*** Text block ***

All vascular surgeons want to be good doctors and to take the best possible care of their patients. They, therefore, train diligently and strive to keep up with new developments by reading vascular journals and attending cutting edge vascular meetings. They seek to optimize their judgment, communicate well and honestly with patients, perform their procedures with care, and follow their patients closely.
However, doing all these things does not ensure ascendancy in the profession. There are other factors which go into being a successful vascular surgeon. Many of these are not taught in medical school or residency training, and failure to recognize their importance can derail an otherwise prominent career. It is, therefore, important to highlight some of these factors which can be pitfalls to even the best trained and most committed vascular surgeon.
Vascular surgeons exist in a professionally competitive environment. We compete for patients with several other specialists including interventional cardiologists, interventional radiologists, and some general and cardiac surgeons as well as other lesser competitors.
All are hungry for patients and all consider themselves expert in all or some of the things we do. We also face competition from other vascular surgeons, few of whom feel busy enough to turn away patients. Therefore, it is important that vascular surgeons consider the competitive landscape when they are choosing a location or institution in which to practice. Is there an empty niche for the particular skills one brings to the area or the institution, and will other physicians in the area recognize those skills? Even then they must compete effectively not only by providing superior care but also by engaging in appropriate public relations and marketing of their assets.

*** Listed records ***

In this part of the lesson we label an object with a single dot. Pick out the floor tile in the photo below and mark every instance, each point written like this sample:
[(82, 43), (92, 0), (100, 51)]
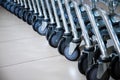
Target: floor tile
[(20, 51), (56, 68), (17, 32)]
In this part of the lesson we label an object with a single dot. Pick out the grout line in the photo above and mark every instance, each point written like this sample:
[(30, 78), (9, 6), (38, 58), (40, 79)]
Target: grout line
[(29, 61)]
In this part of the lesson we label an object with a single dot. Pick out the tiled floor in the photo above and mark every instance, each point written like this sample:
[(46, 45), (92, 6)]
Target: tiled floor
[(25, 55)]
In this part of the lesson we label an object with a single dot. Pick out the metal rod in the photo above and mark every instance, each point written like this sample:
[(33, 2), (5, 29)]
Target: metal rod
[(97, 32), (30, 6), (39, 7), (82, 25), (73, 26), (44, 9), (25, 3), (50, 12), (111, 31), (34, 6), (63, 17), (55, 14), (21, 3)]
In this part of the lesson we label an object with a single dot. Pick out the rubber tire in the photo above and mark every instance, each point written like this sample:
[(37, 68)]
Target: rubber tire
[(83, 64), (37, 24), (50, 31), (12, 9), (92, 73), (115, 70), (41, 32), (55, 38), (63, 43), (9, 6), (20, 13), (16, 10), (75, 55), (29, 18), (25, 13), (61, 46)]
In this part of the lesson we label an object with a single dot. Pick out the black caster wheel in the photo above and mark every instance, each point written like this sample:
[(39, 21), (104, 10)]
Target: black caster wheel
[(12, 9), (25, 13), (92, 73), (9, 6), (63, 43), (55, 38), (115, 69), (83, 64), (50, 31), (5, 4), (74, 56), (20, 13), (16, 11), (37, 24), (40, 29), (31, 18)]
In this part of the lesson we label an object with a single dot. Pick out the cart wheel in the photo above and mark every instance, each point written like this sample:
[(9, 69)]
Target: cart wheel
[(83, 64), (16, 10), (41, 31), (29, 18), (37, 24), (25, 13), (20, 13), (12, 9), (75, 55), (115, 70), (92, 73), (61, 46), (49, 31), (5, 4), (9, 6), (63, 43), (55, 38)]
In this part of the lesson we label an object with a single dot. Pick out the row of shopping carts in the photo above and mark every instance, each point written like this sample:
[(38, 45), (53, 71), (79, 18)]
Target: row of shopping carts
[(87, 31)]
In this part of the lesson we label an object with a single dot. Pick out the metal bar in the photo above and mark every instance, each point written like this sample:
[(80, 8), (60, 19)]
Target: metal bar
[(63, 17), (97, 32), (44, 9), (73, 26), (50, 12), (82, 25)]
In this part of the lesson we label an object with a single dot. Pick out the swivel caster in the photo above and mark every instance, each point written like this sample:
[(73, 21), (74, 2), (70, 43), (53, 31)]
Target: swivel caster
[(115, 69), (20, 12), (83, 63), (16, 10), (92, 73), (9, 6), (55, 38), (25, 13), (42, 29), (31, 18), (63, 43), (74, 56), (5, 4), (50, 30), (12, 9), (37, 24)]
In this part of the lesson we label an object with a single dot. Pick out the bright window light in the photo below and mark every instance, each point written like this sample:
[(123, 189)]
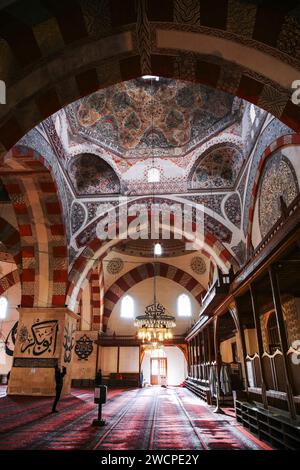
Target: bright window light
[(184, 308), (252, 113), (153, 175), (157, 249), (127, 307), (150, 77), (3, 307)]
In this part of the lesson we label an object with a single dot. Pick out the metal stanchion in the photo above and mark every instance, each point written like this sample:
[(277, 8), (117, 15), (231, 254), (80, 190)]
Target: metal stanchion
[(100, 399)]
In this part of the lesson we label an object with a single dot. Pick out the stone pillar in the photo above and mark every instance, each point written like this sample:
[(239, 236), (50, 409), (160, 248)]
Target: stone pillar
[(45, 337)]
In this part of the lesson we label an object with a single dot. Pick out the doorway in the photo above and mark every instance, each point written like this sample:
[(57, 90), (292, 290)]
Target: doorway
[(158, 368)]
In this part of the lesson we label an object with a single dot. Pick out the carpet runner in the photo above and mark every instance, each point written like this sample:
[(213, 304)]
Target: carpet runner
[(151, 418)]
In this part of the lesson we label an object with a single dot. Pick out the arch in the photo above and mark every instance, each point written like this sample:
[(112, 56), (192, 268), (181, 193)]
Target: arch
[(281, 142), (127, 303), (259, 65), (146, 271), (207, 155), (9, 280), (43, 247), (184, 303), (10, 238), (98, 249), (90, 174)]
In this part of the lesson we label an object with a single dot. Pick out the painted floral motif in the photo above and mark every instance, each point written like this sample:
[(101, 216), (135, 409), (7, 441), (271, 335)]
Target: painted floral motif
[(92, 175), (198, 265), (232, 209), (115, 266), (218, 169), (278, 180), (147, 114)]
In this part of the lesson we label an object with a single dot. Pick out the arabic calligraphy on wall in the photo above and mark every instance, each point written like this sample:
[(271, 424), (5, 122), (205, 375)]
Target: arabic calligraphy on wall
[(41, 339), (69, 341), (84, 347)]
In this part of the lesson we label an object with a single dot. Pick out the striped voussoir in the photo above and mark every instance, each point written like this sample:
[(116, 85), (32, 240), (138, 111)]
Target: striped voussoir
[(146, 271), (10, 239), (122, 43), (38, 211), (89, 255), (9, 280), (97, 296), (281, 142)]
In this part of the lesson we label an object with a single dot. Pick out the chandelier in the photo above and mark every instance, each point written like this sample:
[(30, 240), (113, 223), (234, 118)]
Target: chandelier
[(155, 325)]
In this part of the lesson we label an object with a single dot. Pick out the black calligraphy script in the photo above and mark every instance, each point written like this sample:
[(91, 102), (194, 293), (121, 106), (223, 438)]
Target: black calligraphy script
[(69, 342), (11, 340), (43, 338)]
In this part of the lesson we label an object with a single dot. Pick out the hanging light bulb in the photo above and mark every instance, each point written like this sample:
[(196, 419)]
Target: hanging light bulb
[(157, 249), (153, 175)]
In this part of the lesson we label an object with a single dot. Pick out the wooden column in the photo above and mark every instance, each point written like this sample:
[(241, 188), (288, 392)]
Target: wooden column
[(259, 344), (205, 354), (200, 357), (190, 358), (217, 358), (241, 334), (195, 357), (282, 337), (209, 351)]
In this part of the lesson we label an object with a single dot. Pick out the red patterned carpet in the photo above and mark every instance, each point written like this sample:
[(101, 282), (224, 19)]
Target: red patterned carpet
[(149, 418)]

***

#### Directions:
Please write out the text on vascular surgeons word for word, between "However, doing all" and "committed vascular surgeon.", inclusive.

#### Result below:
However, doing all these things does not ensure ascendancy in the profession. There are other factors which go into being a successful vascular surgeon. Many of these are not taught in medical school or residency training, and failure to recognize their importance can derail an otherwise prominent career. It is, therefore, important to highlight some of these factors which can be pitfalls to even the best trained and most committed vascular surgeon.